> YOUR INSTRUCTIONS:
Every record that follows must be set down word for word.

> DATA TO EXAMINE:
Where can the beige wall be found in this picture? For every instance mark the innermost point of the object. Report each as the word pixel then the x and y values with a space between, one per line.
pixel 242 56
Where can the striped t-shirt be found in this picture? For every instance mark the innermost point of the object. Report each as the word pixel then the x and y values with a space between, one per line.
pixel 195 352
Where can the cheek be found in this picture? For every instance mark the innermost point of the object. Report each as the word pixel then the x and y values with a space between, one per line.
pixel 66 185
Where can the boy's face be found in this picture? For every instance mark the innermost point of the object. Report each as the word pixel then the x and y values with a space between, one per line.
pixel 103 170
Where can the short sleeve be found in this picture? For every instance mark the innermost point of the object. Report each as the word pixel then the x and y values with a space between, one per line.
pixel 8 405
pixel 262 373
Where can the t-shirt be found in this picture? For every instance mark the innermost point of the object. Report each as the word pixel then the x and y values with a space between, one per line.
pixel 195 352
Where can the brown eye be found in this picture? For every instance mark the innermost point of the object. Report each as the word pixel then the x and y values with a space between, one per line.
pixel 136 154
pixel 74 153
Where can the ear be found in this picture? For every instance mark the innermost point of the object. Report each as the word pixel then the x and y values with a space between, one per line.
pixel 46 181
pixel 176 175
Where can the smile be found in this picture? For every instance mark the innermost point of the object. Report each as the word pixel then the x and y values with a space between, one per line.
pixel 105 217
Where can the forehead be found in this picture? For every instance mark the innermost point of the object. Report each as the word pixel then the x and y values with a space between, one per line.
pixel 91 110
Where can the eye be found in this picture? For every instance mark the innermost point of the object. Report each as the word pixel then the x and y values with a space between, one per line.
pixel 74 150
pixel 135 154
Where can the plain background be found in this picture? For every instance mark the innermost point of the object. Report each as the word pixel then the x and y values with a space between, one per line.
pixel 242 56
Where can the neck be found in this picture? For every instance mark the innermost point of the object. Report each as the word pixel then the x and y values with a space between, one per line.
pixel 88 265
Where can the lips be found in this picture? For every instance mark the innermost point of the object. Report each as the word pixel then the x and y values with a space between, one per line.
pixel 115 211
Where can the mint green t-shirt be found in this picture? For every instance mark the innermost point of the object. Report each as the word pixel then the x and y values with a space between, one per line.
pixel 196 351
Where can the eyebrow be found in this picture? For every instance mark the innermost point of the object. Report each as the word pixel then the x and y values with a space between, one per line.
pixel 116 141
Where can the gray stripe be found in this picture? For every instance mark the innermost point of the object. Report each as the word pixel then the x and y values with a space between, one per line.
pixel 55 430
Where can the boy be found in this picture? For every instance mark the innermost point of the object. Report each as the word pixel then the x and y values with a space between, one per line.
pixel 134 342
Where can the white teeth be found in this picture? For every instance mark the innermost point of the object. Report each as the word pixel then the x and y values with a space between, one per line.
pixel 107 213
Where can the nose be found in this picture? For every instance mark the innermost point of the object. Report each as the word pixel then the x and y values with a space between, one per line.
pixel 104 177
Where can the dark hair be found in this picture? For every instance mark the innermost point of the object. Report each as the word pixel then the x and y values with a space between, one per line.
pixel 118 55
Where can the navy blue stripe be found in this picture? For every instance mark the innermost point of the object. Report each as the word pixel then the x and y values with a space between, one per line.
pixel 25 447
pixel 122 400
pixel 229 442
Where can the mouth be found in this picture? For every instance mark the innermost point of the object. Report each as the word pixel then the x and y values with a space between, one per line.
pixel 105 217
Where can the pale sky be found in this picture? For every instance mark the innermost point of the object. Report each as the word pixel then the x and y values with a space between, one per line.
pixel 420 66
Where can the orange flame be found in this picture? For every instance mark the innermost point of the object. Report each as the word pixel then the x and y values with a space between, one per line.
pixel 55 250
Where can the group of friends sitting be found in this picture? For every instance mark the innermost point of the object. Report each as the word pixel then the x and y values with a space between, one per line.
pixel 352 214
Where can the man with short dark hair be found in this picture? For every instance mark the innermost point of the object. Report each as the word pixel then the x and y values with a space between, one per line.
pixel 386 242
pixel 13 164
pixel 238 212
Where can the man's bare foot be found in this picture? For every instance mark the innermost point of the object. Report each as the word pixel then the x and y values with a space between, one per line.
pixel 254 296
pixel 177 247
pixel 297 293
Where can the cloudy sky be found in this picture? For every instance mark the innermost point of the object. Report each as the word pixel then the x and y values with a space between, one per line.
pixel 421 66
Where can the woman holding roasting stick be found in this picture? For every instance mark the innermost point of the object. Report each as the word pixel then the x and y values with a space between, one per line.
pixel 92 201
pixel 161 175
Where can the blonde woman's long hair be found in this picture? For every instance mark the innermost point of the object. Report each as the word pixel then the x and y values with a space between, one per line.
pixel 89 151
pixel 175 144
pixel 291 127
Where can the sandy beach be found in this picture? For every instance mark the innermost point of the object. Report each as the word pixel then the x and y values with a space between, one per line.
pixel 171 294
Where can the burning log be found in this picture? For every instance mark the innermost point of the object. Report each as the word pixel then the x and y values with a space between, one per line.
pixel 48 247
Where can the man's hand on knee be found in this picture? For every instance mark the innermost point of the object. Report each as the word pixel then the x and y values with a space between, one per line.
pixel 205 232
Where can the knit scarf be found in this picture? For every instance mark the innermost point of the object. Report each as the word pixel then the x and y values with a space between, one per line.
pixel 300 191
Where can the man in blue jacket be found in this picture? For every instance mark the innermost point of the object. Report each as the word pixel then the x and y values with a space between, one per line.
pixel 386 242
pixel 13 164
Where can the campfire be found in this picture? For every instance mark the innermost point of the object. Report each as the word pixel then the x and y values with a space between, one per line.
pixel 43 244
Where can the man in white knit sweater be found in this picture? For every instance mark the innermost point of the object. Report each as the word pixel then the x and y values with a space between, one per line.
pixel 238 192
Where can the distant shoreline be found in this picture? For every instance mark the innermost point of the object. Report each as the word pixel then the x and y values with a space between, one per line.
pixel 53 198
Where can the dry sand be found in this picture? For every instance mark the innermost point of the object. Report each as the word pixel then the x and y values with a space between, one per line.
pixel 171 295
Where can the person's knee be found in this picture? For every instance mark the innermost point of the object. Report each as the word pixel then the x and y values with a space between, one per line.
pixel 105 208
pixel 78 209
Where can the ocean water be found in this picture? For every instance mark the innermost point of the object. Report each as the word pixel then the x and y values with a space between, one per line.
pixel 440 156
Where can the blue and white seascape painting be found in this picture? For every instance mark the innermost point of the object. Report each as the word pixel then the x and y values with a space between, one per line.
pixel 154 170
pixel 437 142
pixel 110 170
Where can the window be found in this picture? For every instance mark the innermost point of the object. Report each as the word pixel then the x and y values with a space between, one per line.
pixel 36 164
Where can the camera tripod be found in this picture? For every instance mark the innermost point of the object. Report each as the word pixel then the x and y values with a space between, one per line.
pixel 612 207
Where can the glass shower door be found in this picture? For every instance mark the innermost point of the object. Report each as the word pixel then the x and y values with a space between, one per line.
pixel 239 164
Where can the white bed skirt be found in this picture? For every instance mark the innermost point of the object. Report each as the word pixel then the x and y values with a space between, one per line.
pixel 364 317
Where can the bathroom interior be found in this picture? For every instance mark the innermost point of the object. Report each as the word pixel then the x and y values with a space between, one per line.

> OUTPUT FOR THIS TASK:
Where can the beige wall be found in this picture? For every instance mark the innermost point of the object. Report each as the word pixel then the x and y values with a space between, one per line.
pixel 242 56
Where can the striped t-shirt be found in this picture? For every instance mark the innermost point of the object. Report each as the word pixel then the x and y values with a space between, one per line.
pixel 195 352
Where can the cheek be found in this picture? For every instance mark the innermost point of the object. Report each as the word pixel then the x and y values with a space between, one per line.
pixel 66 185
Where can the boy's face be found in this picture? For every instance mark the innermost point of the object. Report each as the word pixel then the x and y values with a space between, one per line.
pixel 103 170
Where can the short sleeve be found in this picture? For every instance mark the innermost point of the object. Report each as the word pixel then the x and y values with a space between, one per line.
pixel 8 405
pixel 262 373
Where can the t-shirt be found in this picture? For every instance mark the innermost point of the object. Report each as the word pixel then the x and y values with a space between, one per line.
pixel 195 352
Where can the brown eye be found in this picture? For every instance mark the innermost point of the object. Report each as the word pixel then the x and y values with a space between, one per line.
pixel 136 154
pixel 74 153
Where can the ear be found in this picture? For every instance mark the innermost point of the object. Report each as the word pixel then the x and y values with a space between, one per line.
pixel 46 181
pixel 176 175
Where can the smile be found in this picture? For every instance mark the innermost point of the object. Report each as the word pixel then the x and y values with a space between, one per line.
pixel 105 217
Where can the forehead be found in this picture? For every instance mark the innermost point of the object. Report each as the word pixel then the x and y values with a space between, one per line.
pixel 91 110
Where can the eye be found in this picture? For every instance mark the innermost point of the object. Report each as the word pixel then the x and y values with a space between, one per line.
pixel 74 150
pixel 135 154
Where can the plain background be found in this picture? For every instance mark the innermost point of the object. Report each as the word pixel then the x and y values with a space between, one per line.
pixel 242 56
Where can the neck be found in this picture? For every instance mark the innermost point of the object. Report each as the word pixel then the x and y values with a space between, one per line.
pixel 88 265
Where can the lips be found in this picture? For every instance mark the innermost point of the object. Report each as the word pixel then the x and y values with a space between, one per line.
pixel 115 211
Where can the mint green t-shirt be found in this picture? For every instance mark the innermost point of the object. Report each as the word pixel then the x and y values with a space between, one per line.
pixel 196 351
Where can the eyebrow be found in this picture? For every instance mark the innermost point of the object. Report each as the word pixel then the x and y values with a space between, one per line.
pixel 116 141
Where can the gray stripe be found in this picture? For every instance mark the innermost point of the object. Report each as the word pixel then the x and y values with a space between, one per line.
pixel 55 430
Where can the boy be found in this picture? For every instance mark the innermost point of the object. Report each as the word pixel then the x and y values with a space between, one per line.
pixel 134 342
Where can the white teeth be found in this picture? For every instance mark the innermost point of the object. Report each as the word pixel then the x and y values with a space between, one per line.
pixel 107 213
Where can the nose be found in this picture? For every instance mark the innermost point of the object. Report each as the word pixel then the x and y values with a space between, one per line.
pixel 104 177
Where can the dark hair be found in this picture? For every instance mark the innermost point of the object. Report each as the word pixel then the x and y values with a space between, one per line.
pixel 118 55
Where can the navy blue stripe be found in this picture? For every instance mark the innermost point of the object. Report each as the word pixel then the x and y values with a space between, one per line.
pixel 25 447
pixel 122 400
pixel 229 442
Where can the mouth be found in this picture? For every instance mark the innermost point of the object. Report each as the word pixel then the x and y values with a space between, one per line.
pixel 105 217
Where can the pale sky be found in this picture? For every instance mark the innermost point of the object. Report each as the word pixel then the x and y values with a space between, one per line.
pixel 420 66
Where can the orange flame be found in this picture? For every instance mark the innermost point of the object. Report each as the word pixel then the x and y values with a space between, one per line.
pixel 55 250
Where can the group of friends sitting be found in this picture? For every instance mark the innermost point of the object. Report each as the word pixel then the x and y values with a space between, one per line.
pixel 352 214
Where can the man with short dark hair be found in this picture? For every instance mark the innermost point of the object. Report each as the word pixel then the x and y values with a space between, one per line.
pixel 386 242
pixel 13 164
pixel 238 212
Where can the man's bare foot be found in this picture? For every instance mark the innermost point of the object. Report each as the word pixel then the x and y values with a space between, one per line.
pixel 254 296
pixel 177 247
pixel 297 293
Where can the cloudy sky be found in this picture? For every instance mark the innermost point of the object. Report each as the word pixel then the x and y values with a space between, one per line.
pixel 421 66
Where can the woman holding roasting stick be found in this picture? For every instance mark the innermost point of the object. Report each as the word pixel then the x and y values with a space between, one per line.
pixel 92 201
pixel 161 175
Where can the blonde woman's long hair be found in this picture? For every instance mark the innermost point of the object. Report each as the word pixel then the x and y values with a space between, one per line.
pixel 89 151
pixel 175 144
pixel 291 127
Where can the sandy beach be found in this picture? For every instance mark the innermost point of the object. Report each as the word pixel then the x and y values with a space between, one per line.
pixel 171 294
Where can the burning log be found in this picture? For every instance mark the innermost point of the object. Report each as the word pixel then the x and y values with a space between, one per line.
pixel 48 247
Where can the man's hand on knee be found in this picture? For every instance mark the innermost point of the object. Report each as the word pixel then the x and y values with a space between, one per line.
pixel 205 232
Where can the knit scarf be found in this picture? For every instance mark the innermost point of the object. Report each as the word pixel then the x and y values with a space between, one per line.
pixel 300 191
Where can the man in blue jacket be found in this picture? For every instance mark the innermost point of the object. Report each as the word pixel then the x and y values with a space between, one per line.
pixel 386 242
pixel 13 164
Where can the campfire be found in this picture? For every instance mark the innermost point of the object. Report each as the word pixel then the x and y values with a space between, one per line.
pixel 43 244
Where can the man in white knit sweater be found in this picture? For every instance mark the innermost point of the object. Report each as the word pixel then the x and y values with a space between, one per line.
pixel 238 192
Where can the distant shoreline be found in this picture? For every instance mark the innermost point of the object. Report each as the word pixel then the x and y values with a space between, one per line.
pixel 53 198
Where can the dry sand be found in this picture? For every instance mark the innermost point of the object. Report each as the word pixel then the x and y values with a space between, one per line.
pixel 171 295
Where can the person's knee be found in this picture? For every instance mark the innermost point of the object. Report each as the word pixel then the x and y values with a space between, one per line.
pixel 105 208
pixel 78 209
Where can the ocean water be found in this picture? For every instance mark the innermost point of the object. Report each as the word pixel then the x and y values with a space between, one per line.
pixel 440 156
Where can the blue and white seascape painting be found in this picture? For every instance mark the innermost point of the object. Report each as the word pixel then the x and y values with a space between, one per line.
pixel 154 170
pixel 437 142
pixel 110 170
Where can the window be found in this picture? For every instance mark the innermost point of the object. Report each as the word pixel then the x and y values with a space between, one per line.
pixel 36 164
Where can the camera tripod be found in this picture? For every instance mark the innermost point of the object. Report each as the word pixel then the x and y values with a space between, one per line.
pixel 612 207
Where can the glass shower door be found in this picture? For every instance mark the innermost point of the object. Report each as the word pixel then the x and y values with a space between, one per line.
pixel 239 164
Where can the white bed skirt be found in this picture? For every instance mark the innermost point of the object. Report each as the word pixel then the x and y values with a space between, one per line.
pixel 364 317
Where can the bathroom interior be found in this picture? For every instance mark the innermost point of the object. Report each as the word pixel then the x and y values with a space between, one per line.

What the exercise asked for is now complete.